▸ **What is asked**
Count the lines in the entries below that contain the string "filling", and reply with only that number.

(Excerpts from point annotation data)
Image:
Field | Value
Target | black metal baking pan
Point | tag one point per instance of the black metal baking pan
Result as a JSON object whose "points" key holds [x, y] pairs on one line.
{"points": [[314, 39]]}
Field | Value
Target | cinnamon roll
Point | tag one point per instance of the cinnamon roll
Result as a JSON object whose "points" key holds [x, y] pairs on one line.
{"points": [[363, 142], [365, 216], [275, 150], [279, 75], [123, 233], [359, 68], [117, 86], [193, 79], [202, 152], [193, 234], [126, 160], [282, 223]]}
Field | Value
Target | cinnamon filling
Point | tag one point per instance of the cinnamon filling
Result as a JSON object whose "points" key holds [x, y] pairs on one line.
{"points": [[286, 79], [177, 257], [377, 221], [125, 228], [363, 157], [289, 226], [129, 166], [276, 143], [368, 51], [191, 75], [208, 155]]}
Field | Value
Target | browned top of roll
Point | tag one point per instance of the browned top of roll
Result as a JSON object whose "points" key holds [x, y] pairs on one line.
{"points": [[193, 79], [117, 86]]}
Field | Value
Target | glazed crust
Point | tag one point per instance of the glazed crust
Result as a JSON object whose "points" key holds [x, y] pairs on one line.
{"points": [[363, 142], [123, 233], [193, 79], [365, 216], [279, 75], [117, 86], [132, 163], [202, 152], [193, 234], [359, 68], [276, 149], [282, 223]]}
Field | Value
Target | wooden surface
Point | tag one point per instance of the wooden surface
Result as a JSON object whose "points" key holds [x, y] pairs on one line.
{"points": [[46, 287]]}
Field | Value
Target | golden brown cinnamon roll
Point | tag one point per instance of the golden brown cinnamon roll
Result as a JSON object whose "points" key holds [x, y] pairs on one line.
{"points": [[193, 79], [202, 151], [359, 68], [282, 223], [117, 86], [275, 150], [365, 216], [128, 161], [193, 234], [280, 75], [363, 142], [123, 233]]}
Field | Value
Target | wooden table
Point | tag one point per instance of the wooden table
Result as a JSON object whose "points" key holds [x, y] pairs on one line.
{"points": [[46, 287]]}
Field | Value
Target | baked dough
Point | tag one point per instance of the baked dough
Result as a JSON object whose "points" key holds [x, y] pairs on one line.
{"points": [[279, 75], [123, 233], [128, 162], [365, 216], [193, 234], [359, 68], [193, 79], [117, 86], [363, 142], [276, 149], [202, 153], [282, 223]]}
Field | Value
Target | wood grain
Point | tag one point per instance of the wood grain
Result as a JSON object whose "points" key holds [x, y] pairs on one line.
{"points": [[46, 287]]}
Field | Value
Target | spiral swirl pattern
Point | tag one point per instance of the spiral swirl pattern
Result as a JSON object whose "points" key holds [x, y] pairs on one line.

▸ **Exercise solution**
2